» Text provided:
KFM 11: Organic Electronics and Photovoltaics, Electrical and Optical Properties (joint session CPP/KFM)

KFM 11.5: Vortrag

Donnerstag, 30. September 2021, 14:45–15:00, H3

Thermally Evaporated Donor Molecules Well-Suited for Low-Voltage Loss Organic Solar Cells — •Pascal Kaienburg1, Helen Bristow2, Anna Jungbluth1, Irfan Habib1, David Beljonne3, and Moritz Riede11Clarendon Laboratory, Department of Physics, University of Oxford, UK — 2Department of Chemistry, University of Oxford, UK — 3Laboratory for Chemistry of Novel Materials, University of Mons, Belgium

Novel molecules are key drivers in the development of efficient organic solar cells (OSCs). Device fabrication via solution-casting, mostly of polymer-blends, and thermal evaporation of small molecule blends in vacuum have proven successful. The advent of non-fullerene acceptors (NFAs) in solution processing pushed OSC efficiency by 50%, outpacing the development of vacuum-deposited OSCs.

» Task set:
1 - Rewrite the organic solar cell abstract, starting at "Donnerstag, 30. September" and ending at "of vacuum-deposited OSCs.", with "solution-casting" replaced by "blade-coating".
2 - Write the next part of the abstract on donor molecules for organic solar cells, continuing from its final sentence.

» Data provided:
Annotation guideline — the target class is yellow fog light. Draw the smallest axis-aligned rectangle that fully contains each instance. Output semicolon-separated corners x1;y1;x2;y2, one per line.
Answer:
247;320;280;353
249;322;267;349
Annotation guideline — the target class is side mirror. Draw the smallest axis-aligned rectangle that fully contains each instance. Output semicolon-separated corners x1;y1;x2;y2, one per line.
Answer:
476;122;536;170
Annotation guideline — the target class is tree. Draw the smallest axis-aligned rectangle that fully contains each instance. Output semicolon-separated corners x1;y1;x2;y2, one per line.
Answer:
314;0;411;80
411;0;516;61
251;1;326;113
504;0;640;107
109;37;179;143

» Answers by item:
1 -
Donnerstag, 30. September 2021, 14:45–15:00, H3

Thermally Evaporated Donor Molecules Well-Suited for Low-Voltage Loss Organic Solar Cells — •Pascal Kaienburg1, Helen Bristow2, Anna Jungbluth1, Irfan Habib1, David Beljonne3, and Moritz Riede11Clarendon Laboratory, Department of Physics, University of Oxford, UK — 2Department of Chemistry, University of Oxford, UK — 3Laboratory for Chemistry of Novel Materials, University of Mons, Belgium

Novel molecules are key drivers in the development of efficient organic solar cells (OSCs). Device fabrication via blade-coating, mostly of polymer-blends, and thermal evaporation of small molecule blends in vacuum have proven successful. The advent of non-fullerene acceptors (NFAs) in solution processing pushed OSC efficiency by 50%, outpacing the development of vacuum-deposited OSCs.

2 -
We take an important first step towards efficient NFA-based evaporated OSCs by demonstrating that donors commonly used in vacuum deposition benefit from being combined with NFAs. We do so by evaporating donors onto solution-cast NFAs and performing in-depth analysis of voltage losses via sensitive EQE and electroluminescence on the resulting bilayer devices. We find that voltage losses of donor/NFA systems are reduced by up to 400mV compared to corresponding donor/C60 systems, without compromising photocurrent.

Together with evaporated OSCs' advantages such as industrial scalability as proven by OLEDs, our findings highlight the technology's potential and stress the need for evaporable non-fullerene acceptors, which - once available - will significantly increase OSC efficiency.